▶ _SET OF TASKS_:
a) Write out the excerpt about living with CPTSD word for word, from "I'm honestly not" up to and including "barbaric inner critic.".
b) Extend the excerpt about living with CPTSD, picking up right after its final sentence.

▶ _EXCERPT_:
I'm honestly not sure what to share, or where to start. Within the past two years I've discovered CPTSD but I've been living with it for as long as I can remember. Discovering it was a game changer for me. I finally started to realize that maybe I wasn't defective but had learned some very destructive things. But I also learned that knowing the psychology behind why I do and think these ways doesn't do a thing to my barbaric inner critic.

I know vulnerability is good, but it's so hard. Having conversations with my husband (who doesn't necessarily understand CPTSD and how to respond) is hard. Remembering things I've shoved down or avoided for so long is hard. Fighting myself is draining. Learning about CPTSD is draining and scary while also rewarding. Learning to not disassociate is tough. Building up the courage to start an account and make a post after knowing about this site for a year was even harder.

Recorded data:
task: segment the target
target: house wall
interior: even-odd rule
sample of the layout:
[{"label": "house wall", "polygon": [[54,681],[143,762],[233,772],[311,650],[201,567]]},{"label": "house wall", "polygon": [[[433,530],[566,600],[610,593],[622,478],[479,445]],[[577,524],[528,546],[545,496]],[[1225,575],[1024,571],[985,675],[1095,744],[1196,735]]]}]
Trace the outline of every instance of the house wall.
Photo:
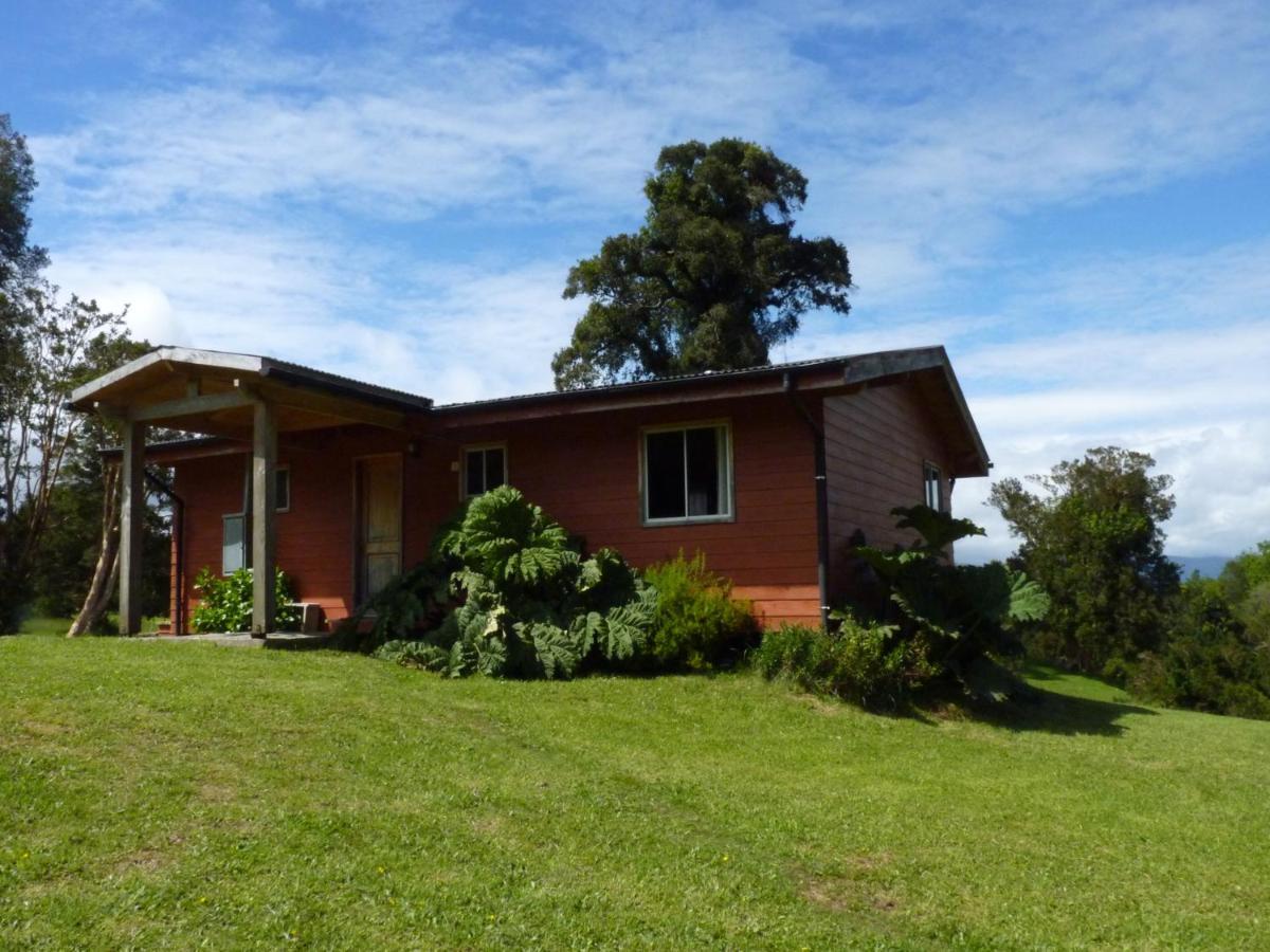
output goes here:
[{"label": "house wall", "polygon": [[[726,420],[732,426],[734,518],[643,526],[641,428]],[[589,548],[611,546],[638,566],[683,550],[734,583],[765,625],[817,623],[815,482],[812,438],[782,396],[668,404],[466,426],[461,416],[409,438],[367,428],[283,434],[278,462],[291,467],[291,509],[277,517],[278,565],[298,598],[329,619],[353,608],[353,466],[358,456],[403,454],[403,566],[427,557],[436,528],[461,501],[458,463],[474,443],[507,446],[508,479]],[[409,449],[413,439],[413,452]],[[187,597],[197,571],[221,564],[221,517],[243,506],[246,454],[177,463],[185,499]],[[190,602],[192,604],[192,602]],[[188,618],[187,609],[187,618]]]},{"label": "house wall", "polygon": [[850,590],[847,548],[862,534],[870,546],[907,546],[917,537],[895,528],[890,510],[925,498],[923,463],[944,473],[950,499],[951,456],[930,409],[912,383],[869,387],[827,397],[823,405],[829,490],[831,595]]},{"label": "house wall", "polygon": [[[735,518],[643,526],[641,428],[711,420],[732,426]],[[505,442],[511,484],[591,548],[611,546],[638,566],[701,550],[765,625],[819,619],[812,435],[784,396],[460,428],[452,439],[455,461],[462,444]],[[457,473],[451,486],[447,506],[458,501]]]}]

▶ _ANSWER SECTION_:
a)
I'm honestly not sure what to share, or where to start. Within the past two years I've discovered CPTSD but I've been living with it for as long as I can remember. Discovering it was a game changer for me. I finally started to realize that maybe I wasn't defective but had learned some very destructive things. But I also learned that knowing the psychology behind why I do and think these ways doesn't do a thing to my barbaric inner critic.

b)
"Everyone has been through worse, you don't matter." Says the inner critic. Either way though I'm here.

sigiriuk

It's easy to say "vulnerability is good".
But for people like us, being vulnerable is the last thing that seems like a good idea.
We instinctively protect ourselves at all times......No blame there.
This is where I started.
Then said to myself, I am terrified of being vulnerable. I kept saying that for about three months.
Then I very slowly started to show my vulnerability to my therapist..or a person i trusted.
I never show my vulnerability to people I dont trust

Anyways, glad you are here!

Slim

Blueberry

Welcome to the forum! Good on you for having the courage to now post :applause:

Quote from: Gibzler on July 05, 2020, 04:59:42 PM
"Everyone has been through worse, you don't matter." Says the inner critic. Either way though I'm here.
Yes, you are here and you do matter. A pretty common comment on here goes along the lines of "It wasn't that bad, was it?" or "What happened to me wasn't really bad compared to others." So, join the club ;) On a serious note, whatever was done to you or if you were neglected, it was bad enough to give you cptsd. That's all that counts here.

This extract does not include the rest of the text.